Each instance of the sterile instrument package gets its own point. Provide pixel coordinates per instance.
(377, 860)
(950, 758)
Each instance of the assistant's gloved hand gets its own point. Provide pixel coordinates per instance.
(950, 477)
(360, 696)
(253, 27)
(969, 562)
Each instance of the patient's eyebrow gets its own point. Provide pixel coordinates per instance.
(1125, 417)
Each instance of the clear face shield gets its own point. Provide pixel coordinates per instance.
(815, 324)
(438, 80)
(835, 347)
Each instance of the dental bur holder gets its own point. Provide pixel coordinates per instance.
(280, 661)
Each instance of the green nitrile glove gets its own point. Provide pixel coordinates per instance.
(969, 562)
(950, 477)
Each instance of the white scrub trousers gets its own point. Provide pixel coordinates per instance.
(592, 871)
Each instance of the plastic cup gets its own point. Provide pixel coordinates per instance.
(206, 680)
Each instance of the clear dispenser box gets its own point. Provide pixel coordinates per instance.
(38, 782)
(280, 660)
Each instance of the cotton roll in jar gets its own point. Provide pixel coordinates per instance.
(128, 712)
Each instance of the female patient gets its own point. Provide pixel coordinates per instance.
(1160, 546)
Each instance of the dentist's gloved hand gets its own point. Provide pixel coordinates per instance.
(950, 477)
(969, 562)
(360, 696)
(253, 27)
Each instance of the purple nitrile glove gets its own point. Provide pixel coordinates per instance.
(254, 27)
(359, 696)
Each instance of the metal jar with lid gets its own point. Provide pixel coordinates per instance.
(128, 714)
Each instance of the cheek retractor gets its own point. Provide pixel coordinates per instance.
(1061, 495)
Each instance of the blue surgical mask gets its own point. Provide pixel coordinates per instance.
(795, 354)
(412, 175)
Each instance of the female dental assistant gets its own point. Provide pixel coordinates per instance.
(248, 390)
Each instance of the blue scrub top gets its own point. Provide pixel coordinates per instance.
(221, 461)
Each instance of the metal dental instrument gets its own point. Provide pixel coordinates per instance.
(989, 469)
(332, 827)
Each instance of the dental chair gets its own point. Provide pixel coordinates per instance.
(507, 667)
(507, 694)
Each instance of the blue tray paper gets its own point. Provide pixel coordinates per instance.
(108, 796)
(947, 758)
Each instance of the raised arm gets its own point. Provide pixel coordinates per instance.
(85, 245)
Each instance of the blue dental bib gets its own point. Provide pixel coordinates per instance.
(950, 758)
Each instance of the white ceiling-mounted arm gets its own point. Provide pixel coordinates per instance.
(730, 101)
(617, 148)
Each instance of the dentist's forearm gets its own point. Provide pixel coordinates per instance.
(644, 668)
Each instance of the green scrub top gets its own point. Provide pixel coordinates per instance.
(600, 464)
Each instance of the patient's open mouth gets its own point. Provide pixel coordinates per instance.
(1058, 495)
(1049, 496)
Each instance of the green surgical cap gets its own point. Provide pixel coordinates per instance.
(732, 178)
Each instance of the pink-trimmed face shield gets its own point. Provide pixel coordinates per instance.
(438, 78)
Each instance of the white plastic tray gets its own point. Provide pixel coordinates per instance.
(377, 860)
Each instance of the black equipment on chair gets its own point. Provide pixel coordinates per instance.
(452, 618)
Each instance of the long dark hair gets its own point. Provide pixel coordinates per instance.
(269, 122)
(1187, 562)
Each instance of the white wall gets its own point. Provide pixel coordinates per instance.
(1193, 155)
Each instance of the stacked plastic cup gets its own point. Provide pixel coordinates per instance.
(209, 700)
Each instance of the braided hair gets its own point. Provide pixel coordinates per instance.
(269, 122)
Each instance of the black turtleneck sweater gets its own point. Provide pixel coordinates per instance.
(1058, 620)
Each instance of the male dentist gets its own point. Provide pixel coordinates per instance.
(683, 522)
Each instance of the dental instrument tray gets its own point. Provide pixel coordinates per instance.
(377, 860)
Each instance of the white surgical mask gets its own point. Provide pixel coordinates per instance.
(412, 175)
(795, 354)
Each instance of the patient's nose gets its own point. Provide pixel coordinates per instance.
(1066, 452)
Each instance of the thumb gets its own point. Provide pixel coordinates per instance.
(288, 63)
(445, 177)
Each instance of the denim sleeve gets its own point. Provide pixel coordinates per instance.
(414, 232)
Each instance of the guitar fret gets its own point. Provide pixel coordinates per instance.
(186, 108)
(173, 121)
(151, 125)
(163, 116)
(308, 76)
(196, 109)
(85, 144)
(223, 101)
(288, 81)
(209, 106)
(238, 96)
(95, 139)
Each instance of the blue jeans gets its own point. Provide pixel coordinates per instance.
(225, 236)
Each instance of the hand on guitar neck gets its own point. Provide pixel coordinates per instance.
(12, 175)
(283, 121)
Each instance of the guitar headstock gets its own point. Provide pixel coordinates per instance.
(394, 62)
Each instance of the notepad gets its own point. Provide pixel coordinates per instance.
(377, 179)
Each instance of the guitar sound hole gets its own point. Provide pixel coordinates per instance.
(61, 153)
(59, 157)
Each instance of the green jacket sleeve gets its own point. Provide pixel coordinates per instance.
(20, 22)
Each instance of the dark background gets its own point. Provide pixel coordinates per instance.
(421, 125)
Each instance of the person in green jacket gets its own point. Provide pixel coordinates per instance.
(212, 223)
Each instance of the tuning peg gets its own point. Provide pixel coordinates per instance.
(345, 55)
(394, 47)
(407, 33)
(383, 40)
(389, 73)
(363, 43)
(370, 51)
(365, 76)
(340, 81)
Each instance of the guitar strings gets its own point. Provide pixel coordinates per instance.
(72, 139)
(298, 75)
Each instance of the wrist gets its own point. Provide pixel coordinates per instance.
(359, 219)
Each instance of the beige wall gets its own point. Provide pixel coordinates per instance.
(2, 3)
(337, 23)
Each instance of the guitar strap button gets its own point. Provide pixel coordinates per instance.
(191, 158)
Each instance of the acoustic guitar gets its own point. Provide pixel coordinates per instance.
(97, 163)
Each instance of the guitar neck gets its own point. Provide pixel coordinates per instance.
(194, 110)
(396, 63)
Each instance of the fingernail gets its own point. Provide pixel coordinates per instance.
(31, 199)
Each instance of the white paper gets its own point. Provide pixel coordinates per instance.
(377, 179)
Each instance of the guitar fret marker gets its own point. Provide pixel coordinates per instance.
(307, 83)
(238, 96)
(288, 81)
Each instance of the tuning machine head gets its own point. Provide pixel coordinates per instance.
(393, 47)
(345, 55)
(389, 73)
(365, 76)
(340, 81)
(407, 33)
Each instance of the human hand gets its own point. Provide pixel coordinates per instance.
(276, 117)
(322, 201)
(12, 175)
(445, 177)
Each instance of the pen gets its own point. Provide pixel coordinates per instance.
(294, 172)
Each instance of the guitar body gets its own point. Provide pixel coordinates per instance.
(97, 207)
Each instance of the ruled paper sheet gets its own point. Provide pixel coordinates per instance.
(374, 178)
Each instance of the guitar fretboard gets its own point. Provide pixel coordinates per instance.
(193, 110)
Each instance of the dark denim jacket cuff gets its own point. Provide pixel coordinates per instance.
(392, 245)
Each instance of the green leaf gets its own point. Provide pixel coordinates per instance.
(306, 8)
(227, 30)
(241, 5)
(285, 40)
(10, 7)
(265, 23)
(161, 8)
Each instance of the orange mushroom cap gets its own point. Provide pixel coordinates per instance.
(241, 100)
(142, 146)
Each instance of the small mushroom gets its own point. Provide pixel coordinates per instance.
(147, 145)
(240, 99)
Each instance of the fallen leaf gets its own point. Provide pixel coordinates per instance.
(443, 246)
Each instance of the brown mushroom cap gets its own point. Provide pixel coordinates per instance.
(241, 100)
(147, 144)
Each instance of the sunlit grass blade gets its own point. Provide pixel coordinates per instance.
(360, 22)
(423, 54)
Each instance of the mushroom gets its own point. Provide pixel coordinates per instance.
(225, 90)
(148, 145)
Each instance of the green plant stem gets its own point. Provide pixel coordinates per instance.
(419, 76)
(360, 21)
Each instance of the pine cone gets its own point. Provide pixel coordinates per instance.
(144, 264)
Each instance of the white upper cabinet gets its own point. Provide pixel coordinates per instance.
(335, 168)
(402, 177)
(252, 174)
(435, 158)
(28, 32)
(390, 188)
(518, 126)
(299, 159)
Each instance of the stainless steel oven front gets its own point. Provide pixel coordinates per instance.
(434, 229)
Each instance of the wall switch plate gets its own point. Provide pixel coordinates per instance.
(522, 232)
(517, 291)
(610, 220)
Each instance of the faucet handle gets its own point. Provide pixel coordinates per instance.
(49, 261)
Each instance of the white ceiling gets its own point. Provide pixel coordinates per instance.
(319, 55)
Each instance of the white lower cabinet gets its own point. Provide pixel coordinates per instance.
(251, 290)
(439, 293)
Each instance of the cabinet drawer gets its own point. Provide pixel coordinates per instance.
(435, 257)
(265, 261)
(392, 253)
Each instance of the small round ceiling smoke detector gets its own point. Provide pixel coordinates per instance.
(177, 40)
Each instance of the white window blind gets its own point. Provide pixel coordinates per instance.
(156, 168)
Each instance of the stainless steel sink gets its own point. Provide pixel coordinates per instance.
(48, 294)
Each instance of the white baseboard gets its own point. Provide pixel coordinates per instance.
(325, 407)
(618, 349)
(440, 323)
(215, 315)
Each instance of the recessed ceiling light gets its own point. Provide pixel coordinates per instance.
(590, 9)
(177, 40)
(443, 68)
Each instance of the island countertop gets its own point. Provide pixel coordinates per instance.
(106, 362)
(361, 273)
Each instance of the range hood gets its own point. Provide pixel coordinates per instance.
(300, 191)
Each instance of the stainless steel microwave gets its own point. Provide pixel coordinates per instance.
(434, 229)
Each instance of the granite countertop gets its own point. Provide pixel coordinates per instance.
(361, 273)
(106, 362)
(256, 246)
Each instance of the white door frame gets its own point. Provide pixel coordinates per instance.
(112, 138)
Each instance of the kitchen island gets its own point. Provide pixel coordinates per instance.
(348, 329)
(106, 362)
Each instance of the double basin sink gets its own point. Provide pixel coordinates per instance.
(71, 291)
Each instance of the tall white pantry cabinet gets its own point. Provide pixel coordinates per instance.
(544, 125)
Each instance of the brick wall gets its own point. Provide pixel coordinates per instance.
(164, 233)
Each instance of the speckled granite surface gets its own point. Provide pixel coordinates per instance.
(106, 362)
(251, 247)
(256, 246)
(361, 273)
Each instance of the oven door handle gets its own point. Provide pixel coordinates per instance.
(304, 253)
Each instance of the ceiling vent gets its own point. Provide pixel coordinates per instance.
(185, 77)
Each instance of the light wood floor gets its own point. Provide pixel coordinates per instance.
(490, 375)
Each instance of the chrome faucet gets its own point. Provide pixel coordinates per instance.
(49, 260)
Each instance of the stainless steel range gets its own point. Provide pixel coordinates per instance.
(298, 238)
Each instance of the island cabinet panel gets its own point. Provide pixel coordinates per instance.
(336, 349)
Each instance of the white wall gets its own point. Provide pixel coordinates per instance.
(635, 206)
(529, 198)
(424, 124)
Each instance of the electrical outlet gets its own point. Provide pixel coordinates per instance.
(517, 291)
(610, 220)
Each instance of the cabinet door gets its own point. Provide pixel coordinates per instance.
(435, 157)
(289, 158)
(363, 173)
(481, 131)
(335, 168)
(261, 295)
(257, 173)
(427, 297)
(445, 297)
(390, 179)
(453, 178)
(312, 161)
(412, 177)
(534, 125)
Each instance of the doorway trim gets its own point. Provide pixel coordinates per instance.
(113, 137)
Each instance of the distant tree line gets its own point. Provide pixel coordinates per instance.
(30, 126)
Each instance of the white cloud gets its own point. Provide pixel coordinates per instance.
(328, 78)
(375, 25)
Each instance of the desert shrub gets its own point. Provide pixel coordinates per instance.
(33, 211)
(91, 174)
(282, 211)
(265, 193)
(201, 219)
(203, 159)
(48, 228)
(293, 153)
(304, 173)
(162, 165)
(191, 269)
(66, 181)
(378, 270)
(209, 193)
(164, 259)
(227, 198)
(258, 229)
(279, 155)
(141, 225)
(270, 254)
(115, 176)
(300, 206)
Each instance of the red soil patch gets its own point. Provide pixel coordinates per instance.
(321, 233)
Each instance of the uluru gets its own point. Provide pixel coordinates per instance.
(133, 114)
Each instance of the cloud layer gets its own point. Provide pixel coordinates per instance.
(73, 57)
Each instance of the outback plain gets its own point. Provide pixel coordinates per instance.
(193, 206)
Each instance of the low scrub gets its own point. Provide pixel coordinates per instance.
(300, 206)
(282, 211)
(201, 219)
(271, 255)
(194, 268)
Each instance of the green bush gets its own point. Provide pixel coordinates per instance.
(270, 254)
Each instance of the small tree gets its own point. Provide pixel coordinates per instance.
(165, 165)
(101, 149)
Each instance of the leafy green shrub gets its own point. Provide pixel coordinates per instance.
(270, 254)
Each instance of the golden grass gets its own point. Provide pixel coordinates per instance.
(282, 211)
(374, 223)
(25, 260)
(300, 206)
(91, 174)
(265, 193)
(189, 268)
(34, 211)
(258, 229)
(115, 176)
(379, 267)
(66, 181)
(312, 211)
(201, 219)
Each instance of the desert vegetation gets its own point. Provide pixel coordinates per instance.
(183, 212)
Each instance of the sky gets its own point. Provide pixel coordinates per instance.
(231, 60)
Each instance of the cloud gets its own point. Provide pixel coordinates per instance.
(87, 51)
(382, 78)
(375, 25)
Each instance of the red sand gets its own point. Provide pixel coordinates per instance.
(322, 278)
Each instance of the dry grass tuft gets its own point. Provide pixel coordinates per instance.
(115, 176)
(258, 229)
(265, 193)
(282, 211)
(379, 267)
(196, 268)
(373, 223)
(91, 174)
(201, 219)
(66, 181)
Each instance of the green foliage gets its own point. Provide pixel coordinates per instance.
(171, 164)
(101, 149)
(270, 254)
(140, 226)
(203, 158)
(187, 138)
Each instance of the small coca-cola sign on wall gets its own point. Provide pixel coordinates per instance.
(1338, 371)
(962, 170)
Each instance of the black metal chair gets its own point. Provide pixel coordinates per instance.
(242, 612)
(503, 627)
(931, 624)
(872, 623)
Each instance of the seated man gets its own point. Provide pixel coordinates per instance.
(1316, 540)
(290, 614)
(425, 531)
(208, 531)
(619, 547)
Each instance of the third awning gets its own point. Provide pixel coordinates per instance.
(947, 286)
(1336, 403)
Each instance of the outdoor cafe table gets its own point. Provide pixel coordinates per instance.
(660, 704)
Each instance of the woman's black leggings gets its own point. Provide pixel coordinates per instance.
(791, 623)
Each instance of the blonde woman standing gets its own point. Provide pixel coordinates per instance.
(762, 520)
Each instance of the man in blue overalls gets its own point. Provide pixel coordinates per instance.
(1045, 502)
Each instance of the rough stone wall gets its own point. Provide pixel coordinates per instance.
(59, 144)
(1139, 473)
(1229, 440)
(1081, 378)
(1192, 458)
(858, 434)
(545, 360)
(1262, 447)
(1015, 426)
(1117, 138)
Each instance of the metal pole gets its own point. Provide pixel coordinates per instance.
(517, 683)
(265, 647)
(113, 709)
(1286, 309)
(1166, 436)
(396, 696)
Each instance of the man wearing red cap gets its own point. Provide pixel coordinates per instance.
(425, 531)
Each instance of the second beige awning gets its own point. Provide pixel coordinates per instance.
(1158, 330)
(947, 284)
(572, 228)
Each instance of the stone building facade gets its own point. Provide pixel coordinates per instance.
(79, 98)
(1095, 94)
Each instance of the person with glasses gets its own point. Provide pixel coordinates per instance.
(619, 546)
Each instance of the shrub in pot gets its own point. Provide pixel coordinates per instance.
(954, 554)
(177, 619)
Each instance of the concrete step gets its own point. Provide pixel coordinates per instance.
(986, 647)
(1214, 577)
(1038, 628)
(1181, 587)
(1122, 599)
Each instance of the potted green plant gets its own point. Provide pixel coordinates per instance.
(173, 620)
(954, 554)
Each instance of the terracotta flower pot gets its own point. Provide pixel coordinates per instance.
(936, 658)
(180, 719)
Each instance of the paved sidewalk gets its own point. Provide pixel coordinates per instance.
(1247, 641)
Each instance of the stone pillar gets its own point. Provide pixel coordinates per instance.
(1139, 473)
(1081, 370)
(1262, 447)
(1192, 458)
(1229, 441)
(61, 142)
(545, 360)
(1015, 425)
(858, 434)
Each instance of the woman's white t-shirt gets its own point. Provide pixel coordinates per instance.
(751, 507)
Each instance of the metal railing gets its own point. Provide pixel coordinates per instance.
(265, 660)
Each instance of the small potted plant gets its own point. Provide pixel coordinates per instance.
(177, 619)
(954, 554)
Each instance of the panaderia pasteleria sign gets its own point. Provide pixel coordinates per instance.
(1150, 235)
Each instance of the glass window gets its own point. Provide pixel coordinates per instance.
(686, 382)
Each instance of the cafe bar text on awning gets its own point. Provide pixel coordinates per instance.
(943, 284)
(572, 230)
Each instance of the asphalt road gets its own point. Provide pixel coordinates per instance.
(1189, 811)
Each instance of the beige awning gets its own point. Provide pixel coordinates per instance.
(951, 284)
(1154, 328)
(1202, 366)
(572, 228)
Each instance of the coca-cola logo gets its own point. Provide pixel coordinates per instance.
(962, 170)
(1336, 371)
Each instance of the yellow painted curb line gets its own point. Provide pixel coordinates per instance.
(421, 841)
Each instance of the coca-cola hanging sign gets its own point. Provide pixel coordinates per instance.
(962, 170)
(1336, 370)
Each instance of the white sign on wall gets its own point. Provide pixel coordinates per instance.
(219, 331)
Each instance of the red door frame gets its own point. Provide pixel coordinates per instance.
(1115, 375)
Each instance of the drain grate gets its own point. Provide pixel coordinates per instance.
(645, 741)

———

▶ [What is needed]: Reproduce only the rows from the line containing "Each instance of the drain" through the end of the rows, both ends and the requests included. Multiply every pixel coordinate in the answers by 1.9 and round to whole numbers, with halves rounded up.

▶ [Written solution]:
Each instance of the drain grate gets its own point. Provide pixel coordinates per instance.
(1226, 1408)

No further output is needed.